** Exercise aim **
Below are records. Return each one exactly as written.

** Data listing **
%%

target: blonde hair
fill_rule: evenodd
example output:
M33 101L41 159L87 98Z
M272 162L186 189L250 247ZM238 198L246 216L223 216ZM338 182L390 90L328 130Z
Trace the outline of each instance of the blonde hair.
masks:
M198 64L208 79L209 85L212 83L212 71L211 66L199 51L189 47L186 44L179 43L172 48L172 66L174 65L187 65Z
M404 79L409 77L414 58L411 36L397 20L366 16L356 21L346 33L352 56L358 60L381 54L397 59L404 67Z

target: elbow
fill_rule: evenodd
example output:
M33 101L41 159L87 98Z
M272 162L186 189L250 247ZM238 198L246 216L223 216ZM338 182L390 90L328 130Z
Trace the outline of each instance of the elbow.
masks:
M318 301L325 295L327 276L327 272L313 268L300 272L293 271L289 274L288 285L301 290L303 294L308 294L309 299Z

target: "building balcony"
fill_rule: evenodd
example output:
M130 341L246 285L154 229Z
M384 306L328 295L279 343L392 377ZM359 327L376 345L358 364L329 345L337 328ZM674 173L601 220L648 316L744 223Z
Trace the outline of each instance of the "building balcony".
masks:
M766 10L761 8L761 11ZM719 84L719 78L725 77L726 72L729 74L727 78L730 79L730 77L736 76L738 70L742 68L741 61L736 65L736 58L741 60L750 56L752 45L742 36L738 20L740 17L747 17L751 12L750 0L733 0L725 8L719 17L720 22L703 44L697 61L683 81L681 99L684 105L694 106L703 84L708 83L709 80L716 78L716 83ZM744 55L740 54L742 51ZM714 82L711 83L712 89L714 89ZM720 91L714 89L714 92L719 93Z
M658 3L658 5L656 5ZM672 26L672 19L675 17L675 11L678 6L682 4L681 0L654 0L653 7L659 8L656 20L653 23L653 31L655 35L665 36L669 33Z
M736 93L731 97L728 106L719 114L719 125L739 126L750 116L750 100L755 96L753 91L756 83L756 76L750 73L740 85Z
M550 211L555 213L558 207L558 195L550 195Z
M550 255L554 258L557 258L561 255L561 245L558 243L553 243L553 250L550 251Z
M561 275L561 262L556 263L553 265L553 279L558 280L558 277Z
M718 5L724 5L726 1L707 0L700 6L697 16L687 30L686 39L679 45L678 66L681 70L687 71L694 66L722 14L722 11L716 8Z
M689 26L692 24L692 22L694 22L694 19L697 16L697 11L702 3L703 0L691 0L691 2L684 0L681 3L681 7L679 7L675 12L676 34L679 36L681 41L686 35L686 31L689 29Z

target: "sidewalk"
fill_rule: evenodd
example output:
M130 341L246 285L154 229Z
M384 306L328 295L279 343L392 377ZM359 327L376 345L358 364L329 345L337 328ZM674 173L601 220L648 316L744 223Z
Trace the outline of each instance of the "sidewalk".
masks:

%%

** Solution for this problem **
target: blonde hair
fill_rule: evenodd
example output:
M33 101L41 159L87 98Z
M272 162L186 189L250 247ZM238 198L246 216L223 216ZM338 182L390 90L328 130Z
Trace the outline of each instance of the blonde hair.
masks:
M198 64L208 79L209 85L212 83L212 71L211 66L199 51L189 47L186 44L179 43L172 48L172 66L174 65L187 65Z
M404 79L409 77L414 58L411 36L397 20L366 16L356 21L346 33L352 56L358 60L381 54L397 59L404 67Z

target: elbow
fill_rule: evenodd
example output:
M33 101L41 159L87 98Z
M272 162L186 189L250 247ZM238 198L246 216L223 216ZM338 182L390 90L328 130Z
Trace the outline of each instance of the elbow.
masks:
M318 301L325 295L327 276L327 272L313 268L300 272L293 271L289 274L288 285L301 290L303 294L308 294L309 299Z

target: "building balcony"
fill_rule: evenodd
example output:
M130 341L246 285L154 229Z
M384 306L328 295L279 343L392 377ZM359 327L376 345L358 364L329 345L337 328ZM674 173L601 220L648 316L744 223Z
Trace the outline of each instance of the "building balcony".
masks:
M766 10L761 8L761 11ZM719 84L719 78L725 77L726 72L729 74L727 78L730 79L730 77L736 76L738 70L742 68L741 61L736 65L736 58L741 60L750 56L752 45L742 36L738 20L740 17L747 17L751 12L750 0L733 0L725 8L719 17L720 22L703 44L697 61L683 81L681 99L684 105L694 106L703 84L708 83L709 80L716 78L716 83ZM744 55L740 54L742 51ZM714 82L711 83L712 89L714 89ZM720 91L714 89L714 92L719 93Z
M658 3L658 5L656 5ZM672 26L672 19L675 17L675 11L678 6L682 4L681 0L654 0L653 7L659 8L656 20L653 23L653 31L655 35L665 36L669 33Z
M736 93L731 97L728 106L719 114L719 125L739 126L750 116L750 100L755 96L753 91L756 83L756 76L750 73L740 85Z
M550 211L555 213L558 207L558 195L550 195Z
M550 255L554 258L557 258L561 255L561 245L558 243L553 243L553 250L550 251Z
M561 275L561 262L556 263L553 265L553 279L558 280L558 277Z
M718 5L724 5L726 1L707 0L700 6L697 16L687 30L686 39L679 45L678 66L681 70L687 71L694 66L722 14L722 11L716 8Z
M689 26L692 24L692 22L694 22L694 19L697 16L697 11L702 3L703 0L691 0L691 2L684 0L681 3L681 7L679 7L675 12L676 34L679 36L681 41L686 35L686 31L689 29Z

target: "sidewalk"
fill_rule: evenodd
example output:
M130 341L246 285L154 229Z
M384 306L328 295L279 343L392 377ZM359 327L376 345L358 364L329 345L337 328ZM674 173L601 220L648 316L744 223Z
Trace the outline of each instance of the "sidewalk".
masks:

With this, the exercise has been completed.